→ **TASK REQUIREMENTS**
a. Duplicate the stretch of the post on working while autistic from "Know yourself" through "wasn’t there anyway!".
b. According to the post on working while autistic, in what year was Harvey diagnosed with autism?
c. Take the post on working while autistic further, picking up after its last sentence.

*** DOCUMENT PASSAGE ***

Autistics at work!

Simple workspace

Hey! I’m Harvey, I’m a second year marketing student at Kent who was diagnosed with Autism in 2019. Prior to coming to university at 21 I was in the world of work, unknowingly autistic so I thought I could share some tips with you about work and job hunting, whether you’re autistic or have another disability or condition that affects your work. 

Know yourself

Firstly, and for me since being diagnosed the most important tip, is knowing yourself. For me personally I know I can be overwhelmed by a lack of routine or lack of control, so I know that I can’t work in London because the idea of the tube and its loud crowded environment causes me anxiety and I can’t escape it easily. Therefore, for my year in industry I deliberately chose a scheme that was not in London, although I was very lucky my dream scheme wasn’t there anyway!

*** End of DOCUMENT PASSAGE ***
*** RECORDS ***

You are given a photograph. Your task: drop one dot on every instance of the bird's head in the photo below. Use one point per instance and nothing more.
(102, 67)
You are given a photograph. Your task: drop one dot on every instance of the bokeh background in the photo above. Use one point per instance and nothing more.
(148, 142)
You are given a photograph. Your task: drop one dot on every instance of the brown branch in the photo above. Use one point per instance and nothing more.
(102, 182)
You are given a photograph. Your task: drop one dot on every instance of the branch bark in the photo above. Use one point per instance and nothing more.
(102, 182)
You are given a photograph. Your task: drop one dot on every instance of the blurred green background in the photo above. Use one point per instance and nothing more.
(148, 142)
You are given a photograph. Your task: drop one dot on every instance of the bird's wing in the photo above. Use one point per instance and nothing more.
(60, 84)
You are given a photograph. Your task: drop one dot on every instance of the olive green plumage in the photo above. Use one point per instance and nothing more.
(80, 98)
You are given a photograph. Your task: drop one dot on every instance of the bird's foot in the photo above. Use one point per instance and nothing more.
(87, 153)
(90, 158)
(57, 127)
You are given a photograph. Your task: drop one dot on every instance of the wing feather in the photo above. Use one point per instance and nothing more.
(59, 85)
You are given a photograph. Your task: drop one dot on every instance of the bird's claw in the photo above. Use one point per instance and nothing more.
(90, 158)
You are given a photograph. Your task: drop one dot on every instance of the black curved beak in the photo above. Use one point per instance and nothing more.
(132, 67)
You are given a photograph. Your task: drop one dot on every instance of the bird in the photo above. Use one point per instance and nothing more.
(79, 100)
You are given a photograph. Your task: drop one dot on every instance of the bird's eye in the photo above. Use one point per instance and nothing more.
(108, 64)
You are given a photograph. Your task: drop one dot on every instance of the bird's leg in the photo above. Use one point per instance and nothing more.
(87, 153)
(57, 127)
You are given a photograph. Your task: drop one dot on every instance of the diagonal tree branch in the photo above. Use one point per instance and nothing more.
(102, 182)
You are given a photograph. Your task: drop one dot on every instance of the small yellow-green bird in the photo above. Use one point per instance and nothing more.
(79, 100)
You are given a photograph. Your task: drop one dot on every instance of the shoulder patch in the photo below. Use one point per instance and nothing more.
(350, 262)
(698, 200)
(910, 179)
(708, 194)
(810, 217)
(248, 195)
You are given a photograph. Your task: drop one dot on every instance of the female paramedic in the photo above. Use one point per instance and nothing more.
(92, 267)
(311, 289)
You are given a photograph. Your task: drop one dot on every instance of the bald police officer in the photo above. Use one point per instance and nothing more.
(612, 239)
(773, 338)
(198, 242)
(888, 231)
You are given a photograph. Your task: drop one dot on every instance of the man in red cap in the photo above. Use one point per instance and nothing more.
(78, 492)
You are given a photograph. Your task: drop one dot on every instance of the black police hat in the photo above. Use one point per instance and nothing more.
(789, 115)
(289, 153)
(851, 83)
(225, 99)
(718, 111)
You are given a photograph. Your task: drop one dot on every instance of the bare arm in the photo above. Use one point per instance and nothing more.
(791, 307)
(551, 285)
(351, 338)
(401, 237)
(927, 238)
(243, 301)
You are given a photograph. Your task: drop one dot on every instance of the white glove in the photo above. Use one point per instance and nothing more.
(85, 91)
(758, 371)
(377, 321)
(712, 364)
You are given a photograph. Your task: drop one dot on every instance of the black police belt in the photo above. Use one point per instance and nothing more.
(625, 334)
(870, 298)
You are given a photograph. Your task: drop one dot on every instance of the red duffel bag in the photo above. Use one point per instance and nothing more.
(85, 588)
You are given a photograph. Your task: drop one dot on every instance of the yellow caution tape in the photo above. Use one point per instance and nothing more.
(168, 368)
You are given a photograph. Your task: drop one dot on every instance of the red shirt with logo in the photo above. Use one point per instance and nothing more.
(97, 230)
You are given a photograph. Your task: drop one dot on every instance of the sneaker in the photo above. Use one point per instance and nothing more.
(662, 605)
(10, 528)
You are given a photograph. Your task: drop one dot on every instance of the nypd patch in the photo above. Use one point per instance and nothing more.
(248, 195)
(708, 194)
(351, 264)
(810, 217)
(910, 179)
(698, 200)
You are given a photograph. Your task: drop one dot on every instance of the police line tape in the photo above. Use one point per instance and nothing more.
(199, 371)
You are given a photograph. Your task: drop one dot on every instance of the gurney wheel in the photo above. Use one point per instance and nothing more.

*** End of RECORDS ***

→ **LIST OF ANSWERS**
a.
Know yourself

Firstly, and for me since being diagnosed the most important tip, is knowing yourself. For me personally I know I can be overwhelmed by a lack of routine or lack of control, so I know that I can’t work in London because the idea of the tube and its loud crowded environment causes me anxiety and I can’t escape it easily. Therefore, for my year in industry I deliberately chose a scheme that was not in London, although I was very lucky my dream scheme wasn’t there anyway!

b. 2019

c.
The moral of this story for me is to know what you can and can’t do. There is a lot of media today that will tell you you’re unlimited and can do anything, which is true in principle, but it doesn’t mean you should be upset if you make the choice to do or not do something because it wouldn’t work for you. The quicker I reconciled with myself what I wanted and that it was OK the better I felt about myself.

Reasonable adjustments

When It comes to applying you have a right by law to reasonable adjustments, which means throughout the application, interview and in your job your employer must make reasonable adjustments to your work and workspace to ensure you are not discriminated against. You also have the right to disclose or not your disability. Personally for me I always disclose because legally it cannot affect your application. 

The things I normally say is “I am Autistic and sometimes I can’t make eye contact with you, I might go off on a little tangent as well so try and be precise with your questions!”. Or perhaps there is a chance you could slowly get used to the environment if that is something you need? Being able to spend a couple of hours getting to know the layout, people and space might increase your confidence and help to settle you in!

A word of warning!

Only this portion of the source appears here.